■ **SOURCE EXCERPT**:
To help you become familiar with `flatMap`, we have an example below which should make the difference between `map` and `flatMap` apparent.

In [7]:
# Define a list of lists of integers for testing
test = [[1,2,3], [4,5,6], [7,8,9]]

# Define a function that returns the input
def dummyFunc(x):
    return x

# Let's apply a map with our dummy function
test_map = mapSequential(test, dummyFunc)
print('map:', test_map)

# Let's apply a flatMap with our dummy function
test_flatmap= flatMapSequential(test, dummyFunc)
print('flatmap:', test_flatmap)

map: [[1, 2, 3], [4, 5, 6], [7, 8, 9]]
flatmap: [1, 2, 3, 4, 5, 6, 7, 8, 9]


Do you see the different between `map` and `flatMap`?  If not, modify the code and try it with a different input or different function.  In general, the function with which you call `flatMap` should return an iterable (e.g., list or tuple).

Getting back to the problem...  Analyze the text for letter frequency. If you’ve taken a crypto course and/or have seen substitution ciphers then you are probably aware that ’e’ is the most common letter used in the English language.  **Use the pre-processed text `words` to count the frequency of each letter in the text using the sequential MapReduce methods we defined above**.

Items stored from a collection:

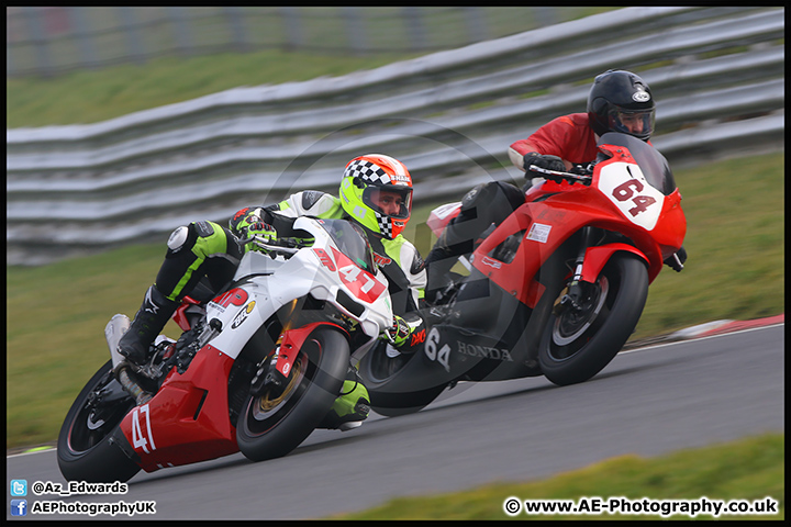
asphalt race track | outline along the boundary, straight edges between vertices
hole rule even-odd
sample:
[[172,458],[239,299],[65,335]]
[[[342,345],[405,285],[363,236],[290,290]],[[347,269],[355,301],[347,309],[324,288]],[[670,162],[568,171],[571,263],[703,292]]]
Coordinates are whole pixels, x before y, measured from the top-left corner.
[[[237,453],[141,472],[124,495],[29,492],[27,505],[155,501],[155,515],[134,518],[322,518],[396,496],[534,480],[628,452],[650,457],[782,431],[783,340],[779,324],[636,349],[566,388],[544,378],[460,383],[417,414],[371,414],[353,431],[316,430],[277,460],[252,463]],[[7,458],[7,496],[12,479],[65,483],[55,450]],[[12,518],[10,505],[5,514]]]

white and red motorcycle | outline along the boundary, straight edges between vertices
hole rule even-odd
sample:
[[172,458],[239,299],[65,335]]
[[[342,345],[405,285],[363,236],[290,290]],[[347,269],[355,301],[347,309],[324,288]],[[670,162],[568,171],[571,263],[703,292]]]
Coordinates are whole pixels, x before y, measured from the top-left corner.
[[[151,363],[115,351],[82,389],[58,437],[67,480],[126,481],[242,451],[259,461],[297,448],[339,395],[353,351],[392,324],[388,282],[361,227],[300,217],[302,243],[247,253],[208,302],[187,298],[177,341],[158,337]],[[290,246],[289,246],[290,245]]]

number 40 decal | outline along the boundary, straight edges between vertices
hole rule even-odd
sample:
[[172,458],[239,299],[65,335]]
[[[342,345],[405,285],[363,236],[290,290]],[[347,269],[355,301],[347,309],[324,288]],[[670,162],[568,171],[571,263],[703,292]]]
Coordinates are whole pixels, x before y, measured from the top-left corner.
[[[146,436],[143,435],[143,429],[140,426],[140,414],[145,414],[145,431],[148,435],[148,439],[146,439]],[[151,414],[148,413],[148,405],[144,404],[140,408],[135,408],[132,413],[132,447],[141,447],[143,448],[144,452],[151,453],[147,448],[149,441],[152,446],[152,451],[156,450],[156,445],[154,445],[154,436],[152,436],[151,433]]]
[[648,209],[649,205],[656,203],[656,200],[650,195],[634,195],[634,190],[632,190],[632,187],[634,187],[634,190],[636,190],[637,192],[642,192],[645,188],[645,186],[638,180],[630,179],[628,181],[621,183],[613,189],[613,197],[615,197],[615,199],[619,201],[632,200],[632,203],[634,203],[635,206],[633,209],[630,209],[628,211],[630,214],[636,216],[640,212]]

■ **INSTRUCTION 1**:
Please retype the entries from the line containing "number 40 decal" through the end of the entries, keeping every line the same.
■ **INSTRUCTION 2**:
Extend the passage on map and flatMap, starting right after its last sentence.
The entries are unrelated to the passage on map and flatMap.

■ **EXPECTED ANSWER 1**:
number 40 decal | outline along the boundary, straight edges between vertices
hole rule even-odd
sample:
[[172,458],[239,299],[65,335]]
[[[342,345],[405,285],[363,236],[290,290]],[[347,269],[355,301],[347,309],[324,288]],[[670,162],[568,171],[571,263],[703,292]]]
Coordinates are whole pixels, x before y, measured from the top-left corner.
[[[146,436],[143,435],[143,429],[140,426],[140,414],[145,414],[145,431],[148,435],[148,439],[146,439]],[[151,414],[148,413],[148,405],[144,404],[140,408],[135,408],[132,413],[132,447],[141,447],[143,448],[144,452],[151,453],[147,448],[149,441],[152,446],[152,451],[156,450],[156,445],[154,445],[154,436],[152,436],[151,433]]]
[[648,209],[649,205],[656,203],[656,200],[650,195],[634,195],[634,190],[632,190],[632,187],[634,187],[634,190],[636,190],[637,192],[642,192],[645,188],[645,186],[638,180],[630,179],[628,181],[621,183],[613,189],[613,197],[615,197],[615,199],[619,201],[632,200],[632,203],[634,203],[635,206],[633,209],[630,209],[628,211],[630,214],[636,216],[640,212]]

■ **EXPECTED ANSWER 2**:
*Complete the `splitWord` function in the following cell, then fill in the code in the cell after. Much of this code will be similar to the final cell of Problem 1, including `map` and `reduce` calls using functions defined in Problem 1.  Did you write those functions general enough to be reused?*

In [8]:
# Given a word, return an iterable of characters
def splitWord(word):
    data = word.split(' ',0) 
    for a in data:
        return list(a)
    

In [9]:
l = [splitWord(word) for word in words]

chars = flatMapSequential(l, dummyFunc)
char_keyvalues = mapSequential(chars, makeKeyValue)
char_counts = reduceByKeySequential(char_keyvalues, addValues)

char_counts_sorted = sorted(char_counts, key=lambda x: x[1], reverse=True)

print('Character   : Count')
for char, count in char_counts_sorted[:6]:
    print('{:<11} : {:>6d}'.format(char, count))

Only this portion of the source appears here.